_What is needed_
Your task is to show every line in the listing below that includes "tourist".

_Supplied material_
----

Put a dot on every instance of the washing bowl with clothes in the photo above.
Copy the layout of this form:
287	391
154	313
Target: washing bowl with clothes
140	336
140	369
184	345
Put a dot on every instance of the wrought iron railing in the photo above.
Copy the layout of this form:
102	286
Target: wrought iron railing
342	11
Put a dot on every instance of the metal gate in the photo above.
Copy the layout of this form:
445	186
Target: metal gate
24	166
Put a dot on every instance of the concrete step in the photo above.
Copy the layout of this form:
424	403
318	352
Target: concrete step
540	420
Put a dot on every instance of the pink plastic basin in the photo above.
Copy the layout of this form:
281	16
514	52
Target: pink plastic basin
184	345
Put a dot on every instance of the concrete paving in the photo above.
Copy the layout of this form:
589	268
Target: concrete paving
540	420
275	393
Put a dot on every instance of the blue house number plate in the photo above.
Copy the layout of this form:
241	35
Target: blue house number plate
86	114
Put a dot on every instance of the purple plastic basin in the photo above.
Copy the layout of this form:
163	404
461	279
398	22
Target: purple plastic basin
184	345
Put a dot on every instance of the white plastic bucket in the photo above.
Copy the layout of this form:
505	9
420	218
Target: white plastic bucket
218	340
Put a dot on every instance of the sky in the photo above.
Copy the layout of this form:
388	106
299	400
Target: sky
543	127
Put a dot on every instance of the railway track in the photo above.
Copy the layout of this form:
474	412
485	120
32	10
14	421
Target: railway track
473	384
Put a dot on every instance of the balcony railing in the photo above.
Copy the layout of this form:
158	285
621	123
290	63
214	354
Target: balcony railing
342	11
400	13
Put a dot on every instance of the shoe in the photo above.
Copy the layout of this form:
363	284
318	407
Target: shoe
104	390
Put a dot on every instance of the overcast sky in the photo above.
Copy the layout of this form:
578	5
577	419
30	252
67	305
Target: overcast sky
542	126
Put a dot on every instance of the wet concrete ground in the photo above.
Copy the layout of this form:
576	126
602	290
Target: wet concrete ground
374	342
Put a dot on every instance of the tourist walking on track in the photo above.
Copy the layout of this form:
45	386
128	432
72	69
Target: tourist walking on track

----

_Written reply_
Put a dot on every instance of the tourist walking on track in the photo above.
Target: tourist walking on track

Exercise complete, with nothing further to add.